Text shown
------------

User's GuideIntroduction |Translating | Debugging
| Performance | fpx messages | fpxr messages
Chapter 4: Enhancing Performance
This chapter discusses various ways to enhance the performance of translated
executables.
Enhancing performance by repeating translation
In many cases, you
can improve translated performance by retranslating the original SunOS executable. The
first time fpx translates an executable or a shared library, it attempts to find
all the entry points. But at run time, fpxr may encounter entry points that fpx
did not detect. When this occurs, fpxr interprets the newly discovered code and
records information about each new entry point it finds. If you set the environment
variable FPXR_GENERATE_FEEDBACK when you run an exectuable, fpxr writes the
information to a feedback file, called executable.hif by default. The performance
of the translated executable improves after you retranslate with the feedback file because
fpx knows where to find the previously undiscovered code.
Also, branches and
subroutine calls whose targets may vary at run time need to call into fpxr to
locate their targets. The run-time performance of executables using this behavior can be
improved substantially by using feedback. This is especially true of programs that use X11
services and programs written in C++.
Most programs benefit
somewhat by retranslating with feedback. If, upon program exit, fpxr prints a
message like this one, you can improve performance substantially:
Total instructions
emulated: nn
Run the program again
with the FPXR_GENERATE_FEEDBACK environment variable set, and follow the instructions in
the section Creating and using a feedback file.
If you set the
FPXR_GENERATE_FEEDBACK environment variable before running a translated executable, fpxr
may print a message like the following: nn lines written to .hif file...

------------

Recorded information
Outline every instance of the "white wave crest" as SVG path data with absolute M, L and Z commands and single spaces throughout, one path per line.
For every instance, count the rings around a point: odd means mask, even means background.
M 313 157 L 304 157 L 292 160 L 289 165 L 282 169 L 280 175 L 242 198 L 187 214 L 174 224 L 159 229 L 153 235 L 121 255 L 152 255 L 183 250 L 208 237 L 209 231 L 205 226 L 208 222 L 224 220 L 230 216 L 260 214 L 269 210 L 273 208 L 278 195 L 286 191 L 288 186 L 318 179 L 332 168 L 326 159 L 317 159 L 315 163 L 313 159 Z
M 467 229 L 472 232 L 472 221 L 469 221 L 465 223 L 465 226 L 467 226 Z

------------

Directions
1 - In the performance chapter above, what is the default name of the feedback file that fpxr writes?
2 - Retype the passage of the performance chapter from "User's GuideIntroduction |Translating" up to and including "executables.".

Written answers
1 - executable.hif

2 -
User's GuideIntroduction |Translating | Debugging
| Performance | fpx messages | fpxr messages
Chapter 4: Enhancing Performance
This chapter discusses various ways to enhance the performance of translated
executables.